● Required action
What follows is a block of records; restate each one word for word.

[[ Records for processing open ]]

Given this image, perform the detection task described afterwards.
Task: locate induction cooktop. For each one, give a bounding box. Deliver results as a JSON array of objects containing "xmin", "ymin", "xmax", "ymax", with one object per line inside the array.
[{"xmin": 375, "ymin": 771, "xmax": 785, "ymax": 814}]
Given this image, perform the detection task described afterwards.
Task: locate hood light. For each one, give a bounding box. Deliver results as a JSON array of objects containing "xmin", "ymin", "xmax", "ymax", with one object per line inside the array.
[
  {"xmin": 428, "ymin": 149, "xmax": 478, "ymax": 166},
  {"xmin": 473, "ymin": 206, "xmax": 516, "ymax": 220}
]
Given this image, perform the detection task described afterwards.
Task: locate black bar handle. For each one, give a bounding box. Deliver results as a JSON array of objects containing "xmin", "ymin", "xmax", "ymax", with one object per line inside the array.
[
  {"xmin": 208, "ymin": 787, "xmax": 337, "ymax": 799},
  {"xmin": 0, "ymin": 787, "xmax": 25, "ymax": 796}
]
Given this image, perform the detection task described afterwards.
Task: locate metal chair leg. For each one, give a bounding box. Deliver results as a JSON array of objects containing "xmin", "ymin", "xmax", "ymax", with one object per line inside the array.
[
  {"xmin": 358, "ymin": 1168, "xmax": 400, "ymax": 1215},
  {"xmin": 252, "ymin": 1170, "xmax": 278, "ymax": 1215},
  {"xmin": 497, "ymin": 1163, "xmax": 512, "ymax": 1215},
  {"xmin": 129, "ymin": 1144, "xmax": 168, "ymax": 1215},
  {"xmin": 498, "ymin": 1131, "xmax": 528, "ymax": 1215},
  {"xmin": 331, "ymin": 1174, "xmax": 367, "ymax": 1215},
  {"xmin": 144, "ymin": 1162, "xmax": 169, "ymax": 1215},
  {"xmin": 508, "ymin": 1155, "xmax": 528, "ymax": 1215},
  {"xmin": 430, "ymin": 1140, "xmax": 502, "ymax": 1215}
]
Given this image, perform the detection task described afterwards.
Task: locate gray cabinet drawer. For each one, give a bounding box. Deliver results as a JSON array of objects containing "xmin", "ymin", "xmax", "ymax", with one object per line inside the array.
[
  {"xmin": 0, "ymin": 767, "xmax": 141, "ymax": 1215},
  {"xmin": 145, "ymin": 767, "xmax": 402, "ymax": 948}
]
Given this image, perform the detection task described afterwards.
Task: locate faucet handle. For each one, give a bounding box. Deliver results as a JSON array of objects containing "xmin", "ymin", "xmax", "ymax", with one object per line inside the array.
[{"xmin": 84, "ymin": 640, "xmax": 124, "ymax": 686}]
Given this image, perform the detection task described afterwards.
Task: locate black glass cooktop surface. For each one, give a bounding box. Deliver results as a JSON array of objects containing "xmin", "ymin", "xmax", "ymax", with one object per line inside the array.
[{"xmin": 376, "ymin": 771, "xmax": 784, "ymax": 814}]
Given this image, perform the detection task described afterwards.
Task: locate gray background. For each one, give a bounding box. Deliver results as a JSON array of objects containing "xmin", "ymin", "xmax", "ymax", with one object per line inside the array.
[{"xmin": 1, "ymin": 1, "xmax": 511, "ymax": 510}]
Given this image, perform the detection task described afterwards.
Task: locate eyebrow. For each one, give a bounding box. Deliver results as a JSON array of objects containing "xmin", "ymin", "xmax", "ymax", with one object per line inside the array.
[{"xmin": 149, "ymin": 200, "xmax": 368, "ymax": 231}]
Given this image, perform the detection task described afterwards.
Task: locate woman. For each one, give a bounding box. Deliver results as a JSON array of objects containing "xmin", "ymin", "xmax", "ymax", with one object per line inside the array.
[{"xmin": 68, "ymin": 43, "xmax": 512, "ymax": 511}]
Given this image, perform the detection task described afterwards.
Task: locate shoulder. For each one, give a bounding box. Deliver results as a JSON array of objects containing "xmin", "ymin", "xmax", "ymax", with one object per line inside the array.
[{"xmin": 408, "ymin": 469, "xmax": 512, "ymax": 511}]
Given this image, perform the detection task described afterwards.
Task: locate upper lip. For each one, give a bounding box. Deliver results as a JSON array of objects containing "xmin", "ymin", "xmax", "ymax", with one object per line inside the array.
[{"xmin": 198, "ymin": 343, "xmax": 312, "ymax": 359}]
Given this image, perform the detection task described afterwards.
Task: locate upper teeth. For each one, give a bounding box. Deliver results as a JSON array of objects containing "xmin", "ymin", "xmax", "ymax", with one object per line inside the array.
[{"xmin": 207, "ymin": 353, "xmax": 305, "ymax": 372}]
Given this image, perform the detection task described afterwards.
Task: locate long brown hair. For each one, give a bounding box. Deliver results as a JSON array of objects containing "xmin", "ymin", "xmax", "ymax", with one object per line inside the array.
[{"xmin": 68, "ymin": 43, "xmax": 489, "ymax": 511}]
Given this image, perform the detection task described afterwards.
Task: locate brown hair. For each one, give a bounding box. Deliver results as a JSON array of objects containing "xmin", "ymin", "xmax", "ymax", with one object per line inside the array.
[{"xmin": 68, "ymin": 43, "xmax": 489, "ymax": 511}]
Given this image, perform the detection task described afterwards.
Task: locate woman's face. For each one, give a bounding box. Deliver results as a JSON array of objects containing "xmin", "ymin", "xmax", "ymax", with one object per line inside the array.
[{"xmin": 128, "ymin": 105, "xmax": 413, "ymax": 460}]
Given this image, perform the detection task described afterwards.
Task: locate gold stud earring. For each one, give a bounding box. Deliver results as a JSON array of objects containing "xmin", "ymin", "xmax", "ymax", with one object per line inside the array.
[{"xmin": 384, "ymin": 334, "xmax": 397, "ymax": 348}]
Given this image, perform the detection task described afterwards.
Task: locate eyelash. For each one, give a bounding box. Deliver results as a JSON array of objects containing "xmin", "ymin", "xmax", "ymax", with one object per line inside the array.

[[ Records for processing closed ]]

● Reply to the exercise
Given this image, perform the detection task described afterwards.
Task: locate induction cooktop. For each one, give a bounding box. Deliver results as a JSON array of objects containing "xmin", "ymin", "xmax", "ymax", with one object per line inside the array.
[{"xmin": 375, "ymin": 771, "xmax": 785, "ymax": 814}]
Given this image, perform the detection task described afterwards.
Task: locate hood light. For each one, give a bounding box. Deliver results as a JSON array of objects containing "xmin", "ymin", "xmax", "ymax", with one object per line inside the array.
[
  {"xmin": 428, "ymin": 149, "xmax": 478, "ymax": 166},
  {"xmin": 473, "ymin": 206, "xmax": 516, "ymax": 220}
]
Given this image, perform the detection task described afterwards.
Task: locate black bar handle. For each one, give a bounding box. Deliver results as a JSON array of objects containing "xmin", "ymin", "xmax", "ymax", with one object per line inside the array.
[
  {"xmin": 208, "ymin": 787, "xmax": 337, "ymax": 799},
  {"xmin": 0, "ymin": 787, "xmax": 25, "ymax": 796}
]
Given this image, perform the detection task described afterwards.
Task: locate metal chair leg. For each one, give a bounding box. Deliver results as a JSON array of objects containing "xmin", "ymin", "xmax", "ymax", with one object per line inside the array.
[
  {"xmin": 358, "ymin": 1168, "xmax": 400, "ymax": 1215},
  {"xmin": 252, "ymin": 1170, "xmax": 278, "ymax": 1215},
  {"xmin": 497, "ymin": 1163, "xmax": 512, "ymax": 1215},
  {"xmin": 129, "ymin": 1144, "xmax": 168, "ymax": 1215},
  {"xmin": 498, "ymin": 1131, "xmax": 528, "ymax": 1215},
  {"xmin": 331, "ymin": 1174, "xmax": 367, "ymax": 1215},
  {"xmin": 144, "ymin": 1162, "xmax": 169, "ymax": 1215},
  {"xmin": 508, "ymin": 1155, "xmax": 528, "ymax": 1215},
  {"xmin": 430, "ymin": 1140, "xmax": 502, "ymax": 1215}
]
Given this image, perform the detection task described afterwards.
Task: locate gray cabinet drawer. For each one, give a bounding box. Deliver results as a JSON array of objects containing "xmin", "ymin", "xmax", "ymax", with one object per line inside the array.
[
  {"xmin": 0, "ymin": 767, "xmax": 141, "ymax": 1215},
  {"xmin": 145, "ymin": 767, "xmax": 402, "ymax": 948}
]
Given this image, perform the detection task described afterwards.
Task: locate faucet handle. For each one, give a bounding box. Deliver results as a JSON array of objects containing "xmin", "ymin", "xmax", "ymax", with one object per line inside the array.
[{"xmin": 84, "ymin": 640, "xmax": 124, "ymax": 686}]
Given this image, perform the detection task described afterwards.
Task: locate black glass cooktop surface. For each one, give a bounding box. Deliver results as a JSON array of objects containing "xmin", "ymin", "xmax", "ymax", with one object per line inside the array.
[{"xmin": 376, "ymin": 771, "xmax": 784, "ymax": 814}]
Given this image, perform the detection task described afterwards.
Task: locate gray background. For each one, give a bounding box. Deliver results as a JSON array of objects containing "xmin", "ymin", "xmax", "ymax", with one object per line inside the array.
[{"xmin": 1, "ymin": 1, "xmax": 511, "ymax": 510}]
Given this image, perform the detection task described afterwards.
Task: locate eyebrow. For each one, give a bounding box. Deliver results as a JSON array of objects containing "xmin", "ymin", "xmax", "ymax", with one object per line inside the array.
[{"xmin": 149, "ymin": 200, "xmax": 368, "ymax": 231}]
Given this image, perform the detection task described afterwards.
Task: locate woman. For each one, give a bounding box. Deliver results as a JSON array of objects containing "xmin", "ymin", "xmax", "ymax", with one object per line inside the array.
[{"xmin": 68, "ymin": 43, "xmax": 512, "ymax": 511}]
Given this image, perform the detection task described afterwards.
Task: locate shoulder. For each one, give a bounding box. Deliver results as a JSON array of objects containing "xmin", "ymin", "xmax", "ymax", with one object per line inside the array.
[{"xmin": 408, "ymin": 469, "xmax": 512, "ymax": 511}]
Given this image, perform the detection task described afterwards.
Task: locate upper lip. For each one, give a bounding box. Deliver results as a JSON array of objects containing "xmin", "ymin", "xmax", "ymax", with one object per line inside the array.
[{"xmin": 198, "ymin": 343, "xmax": 312, "ymax": 359}]
Given this image, perform the detection task described afterwards.
Task: locate upper teeth. For each one, give a bounding box. Deliver results as a JSON array of objects containing "xmin", "ymin", "xmax", "ymax", with one object per line inside the array.
[{"xmin": 207, "ymin": 353, "xmax": 305, "ymax": 372}]
Given this image, perform the detection task described afterwards.
Task: locate long brown hair. For each one, give a bounding box. Deliver results as a JSON array of objects containing "xmin", "ymin", "xmax", "ymax", with one object per line inside the array.
[{"xmin": 68, "ymin": 43, "xmax": 489, "ymax": 511}]
Given this image, perform the detection task described afterwards.
Task: locate brown hair. For each one, give a bounding box. Deliver results as a JSON array of objects containing "xmin", "ymin", "xmax", "ymax", with one object per line inside the array.
[{"xmin": 68, "ymin": 43, "xmax": 489, "ymax": 511}]
Given this image, perform the detection task described afterwards.
Task: locate woman's face. For each one, give a bounding box. Deliver results as a JSON array of objects containing "xmin", "ymin", "xmax", "ymax", with one object per line inside the array.
[{"xmin": 128, "ymin": 105, "xmax": 413, "ymax": 460}]
Given this image, perform the detection task described afterwards.
Task: locate gold stud earring. For each one, give a bounding box. Deliver results as a JSON array of objects containing "xmin", "ymin", "xmax", "ymax", with one object per line inside the array.
[{"xmin": 384, "ymin": 334, "xmax": 397, "ymax": 348}]
Given this image, perform the detection task described afterwards.
Task: locate eyelash. For each one, give a bounding box. Deliver results as a JSON array of objects containing "xmin", "ymin", "xmax", "ymax", with one object per line inside the array.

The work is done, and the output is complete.